Descripción de la tarea:
Continúa el texto sobre el petróleo en el delta del Níger a partir de su última oración.

Mientras desde hace una década Boko Haram intenta capitalizar la miseria y el descontento hacia el poder de los musulmanes hausas y fulanis que habitan en el norte, las tribus nativas del delta del Níger han sufrido durante el último medio siglo la devastación y violencia generadas por la explotación de sus ricos yacimientos.
Todo empezó cuando el Gobierno surgido tras la independencia adoptó una estrategia contundente en lo que respecta al crudo, respetada tanto en los periodos represivos como en las escasas fases democráticas. La Administración central se otorgó la exclusiva propiedad sobre los yacimientos y creó compañías 'joint venture' con Shell, ExonMovil, ChevronTexaco, Agip o Total, para iniciar su extracción y comercialización sin compartir regalías.
Los resultados de esa política son evidentes. Hoy, el 50% del producto interior bruto y el 95% de las divisas que obtiene el país provienen de ese origen. Nigeria llegó a ser el sexto productor del mundo, pero, actualmente, los índices de desarrollo humano lo sitúan al mismo nivel que Haití. En los años noventa, los dictadores Ibrahim Babangida y Sani Abacha nutrieron los discretos bancos suizos o luxemburgueses con 12.000 y 3.000 millones de dólares, respectivamente, según cálculos de la lista Forbes. El actual presidente Goodluck Jonathan ha intentado eliminar los subsidios que limitan el precio del combustible y la medida ha provocado una insurrección nacional. La Hacienda Pública está exhausta y los nigerianos han de importar la gasolina que consumen.
Pero quienes más han padecido han sido las comunidades indígenas. A lo largo de la segunda mitad del siglo XX, las plataformas flotantes y los buques cisterna han derramado nueve millones de barriles de petróleo que han causado un desastre ecológico que convierte los episodios de Alaska y el Golfo de México en meras anécdotas. Tan sólo desde 2003 se ha informado sobre 3.000 vertidos.

Registros extraídos
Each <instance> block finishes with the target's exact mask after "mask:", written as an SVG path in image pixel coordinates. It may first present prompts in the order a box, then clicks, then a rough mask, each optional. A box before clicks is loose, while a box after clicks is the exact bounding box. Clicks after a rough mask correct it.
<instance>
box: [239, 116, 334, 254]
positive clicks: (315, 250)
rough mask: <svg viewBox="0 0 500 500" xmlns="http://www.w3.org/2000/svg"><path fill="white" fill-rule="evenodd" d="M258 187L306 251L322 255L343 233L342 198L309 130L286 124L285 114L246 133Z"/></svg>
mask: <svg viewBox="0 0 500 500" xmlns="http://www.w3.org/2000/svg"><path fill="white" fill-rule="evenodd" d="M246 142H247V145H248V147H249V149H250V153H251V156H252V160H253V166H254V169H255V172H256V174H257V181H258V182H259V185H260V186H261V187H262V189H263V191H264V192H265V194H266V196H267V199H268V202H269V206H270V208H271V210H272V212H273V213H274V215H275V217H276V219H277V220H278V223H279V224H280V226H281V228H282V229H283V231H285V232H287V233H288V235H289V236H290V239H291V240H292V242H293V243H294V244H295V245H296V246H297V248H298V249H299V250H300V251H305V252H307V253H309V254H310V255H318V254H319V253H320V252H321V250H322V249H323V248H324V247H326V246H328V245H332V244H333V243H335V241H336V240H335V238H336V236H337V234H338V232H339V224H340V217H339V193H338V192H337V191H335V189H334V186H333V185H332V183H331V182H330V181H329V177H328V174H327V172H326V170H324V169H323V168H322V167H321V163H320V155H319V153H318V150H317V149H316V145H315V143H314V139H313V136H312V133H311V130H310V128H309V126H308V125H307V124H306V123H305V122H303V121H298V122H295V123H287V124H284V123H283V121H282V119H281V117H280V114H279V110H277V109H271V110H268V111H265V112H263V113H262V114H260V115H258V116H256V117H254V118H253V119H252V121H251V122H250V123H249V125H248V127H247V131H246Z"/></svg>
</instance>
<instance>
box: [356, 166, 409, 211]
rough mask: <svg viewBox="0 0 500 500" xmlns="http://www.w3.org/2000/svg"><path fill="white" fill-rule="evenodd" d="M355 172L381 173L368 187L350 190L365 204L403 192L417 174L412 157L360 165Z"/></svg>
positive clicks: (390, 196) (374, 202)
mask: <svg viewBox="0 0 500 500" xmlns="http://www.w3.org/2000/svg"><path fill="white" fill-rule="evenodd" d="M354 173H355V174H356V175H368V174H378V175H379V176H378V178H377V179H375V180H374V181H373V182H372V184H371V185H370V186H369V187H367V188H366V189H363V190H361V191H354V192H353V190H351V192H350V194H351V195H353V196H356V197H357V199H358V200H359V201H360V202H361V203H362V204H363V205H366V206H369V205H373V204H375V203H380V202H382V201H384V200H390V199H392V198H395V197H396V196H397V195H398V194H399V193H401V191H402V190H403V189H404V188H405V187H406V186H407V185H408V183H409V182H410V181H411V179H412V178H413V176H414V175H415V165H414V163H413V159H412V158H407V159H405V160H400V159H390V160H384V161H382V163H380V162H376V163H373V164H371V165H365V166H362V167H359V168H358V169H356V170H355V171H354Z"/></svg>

Resultado:
La brutalidad de los radicales de Boko Harum ha obtenido mayor cobertura mediática que el desplazamiento de poblaciones, las masacres indiscriminadas como la de Odi en 1999 y, sobre todo, la destrucción silenciosa de cultivos y bosques y el envenenamiento de la costa, sus acuíferos y la pesca. A lo largo de este proceso diferentes voces se han levantado para exigir justicia para los pueblos ijaw, ogoni o itsekiri, desprovistos de sus ancestrales medios de vida y obligados a consumir agua emponzoñada con benceno.
En los años noventa el poeta Ken Saro-Wiwa habló de genocidio, apuntó a las todopoderosas Shell y Chevron y, al final, ninguna campaña internacional pudo impedir que fuera ahorcado. Estados Unidos y la Unión Europea respondieron a esta condena a muerte con un curioso bloqueo comercial a Nigeria que excluía el petróleo.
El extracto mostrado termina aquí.